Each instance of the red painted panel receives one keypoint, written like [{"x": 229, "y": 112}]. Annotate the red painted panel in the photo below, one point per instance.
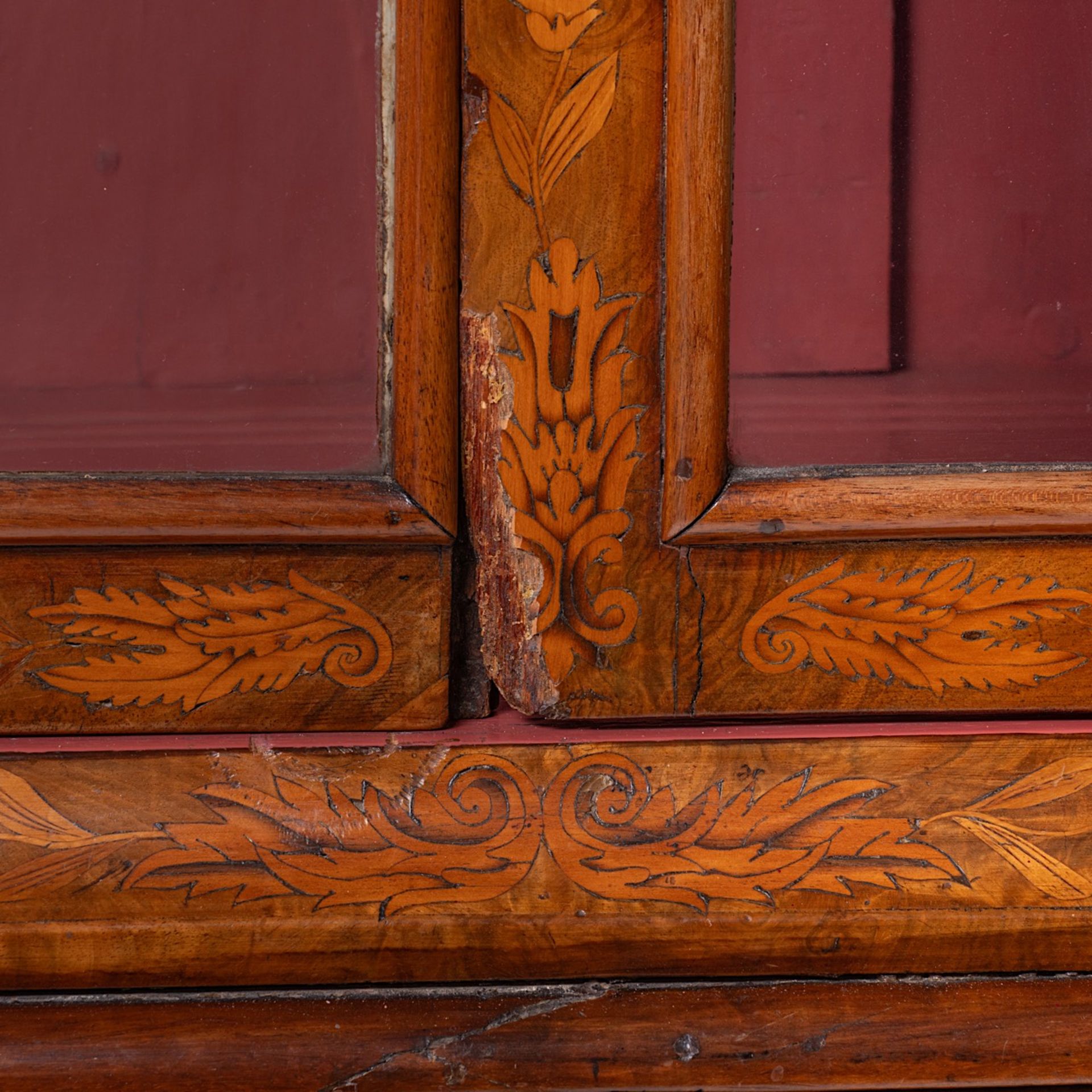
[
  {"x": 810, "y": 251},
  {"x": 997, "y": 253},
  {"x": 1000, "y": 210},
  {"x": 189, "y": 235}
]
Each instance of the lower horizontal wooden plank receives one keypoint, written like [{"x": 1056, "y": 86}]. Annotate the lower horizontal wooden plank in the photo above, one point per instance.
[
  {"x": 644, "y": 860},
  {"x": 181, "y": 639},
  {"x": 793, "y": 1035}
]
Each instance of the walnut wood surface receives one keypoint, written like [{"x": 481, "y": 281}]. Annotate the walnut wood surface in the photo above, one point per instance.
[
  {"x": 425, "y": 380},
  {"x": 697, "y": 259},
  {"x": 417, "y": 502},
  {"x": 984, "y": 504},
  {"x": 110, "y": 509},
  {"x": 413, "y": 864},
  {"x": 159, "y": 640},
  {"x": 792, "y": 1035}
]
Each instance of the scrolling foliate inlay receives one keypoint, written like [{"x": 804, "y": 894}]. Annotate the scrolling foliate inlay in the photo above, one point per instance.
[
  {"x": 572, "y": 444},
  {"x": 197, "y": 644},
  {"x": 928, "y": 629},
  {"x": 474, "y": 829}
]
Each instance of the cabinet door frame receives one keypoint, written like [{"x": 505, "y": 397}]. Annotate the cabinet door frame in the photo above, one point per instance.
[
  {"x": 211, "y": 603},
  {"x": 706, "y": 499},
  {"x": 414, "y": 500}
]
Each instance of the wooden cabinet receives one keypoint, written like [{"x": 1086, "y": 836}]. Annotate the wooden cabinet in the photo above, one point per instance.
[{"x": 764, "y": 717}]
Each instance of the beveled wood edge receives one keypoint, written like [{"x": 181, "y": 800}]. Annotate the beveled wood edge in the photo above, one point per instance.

---*---

▶ **YOUR TASK**
No picture belongs in the answer, but every word of the records above does, exactly as given.

▶ **THE COMPLETED TASK**
Each instance of the red painted panel receives one keypoint, written like [{"x": 229, "y": 112}]. Annotate the red painted panel in the photo below, one point per instance.
[
  {"x": 810, "y": 251},
  {"x": 997, "y": 253},
  {"x": 1000, "y": 210},
  {"x": 189, "y": 235}
]
Each instance of the lower horizontal wooden plank receives one keypoint, written like [{"x": 1056, "y": 86}]. Annotate the lower horizontal wooden plank in the photo above, one point per instance.
[
  {"x": 644, "y": 860},
  {"x": 181, "y": 639},
  {"x": 793, "y": 1035}
]
Each instance of the walnut wood surface receives one keypoint, written like [{"x": 481, "y": 281}]. Annotate the walnut wood surface in the photo above, one point per instance.
[
  {"x": 425, "y": 380},
  {"x": 697, "y": 259},
  {"x": 417, "y": 502},
  {"x": 984, "y": 504},
  {"x": 110, "y": 509},
  {"x": 413, "y": 864},
  {"x": 159, "y": 640},
  {"x": 792, "y": 1035}
]
Each instance of the scrolling foliate inlay receives one keypoint, written like [{"x": 804, "y": 894}]. Annotate the scrolling foliate inlay in the photo above, one point per instance.
[
  {"x": 572, "y": 444},
  {"x": 197, "y": 644},
  {"x": 928, "y": 629},
  {"x": 474, "y": 829}
]
Each instance of the cabinet door frame receives one keypoint, written like [{"x": 505, "y": 397}]. Annotate the cabinet door frame in the photo above, one point per instance.
[
  {"x": 211, "y": 603},
  {"x": 706, "y": 499},
  {"x": 414, "y": 500}
]
Each instance of the wooden cabinet receives one keypoint, written like [{"x": 1086, "y": 836}]. Annotate the wooden cabinet in the photo above, one point per instance.
[{"x": 764, "y": 717}]
Each instance of the beveled wood edge receives one keypoint, written like [{"x": 181, "y": 800}]. Annotate the beveled wood edge in the photo above, one point per instance.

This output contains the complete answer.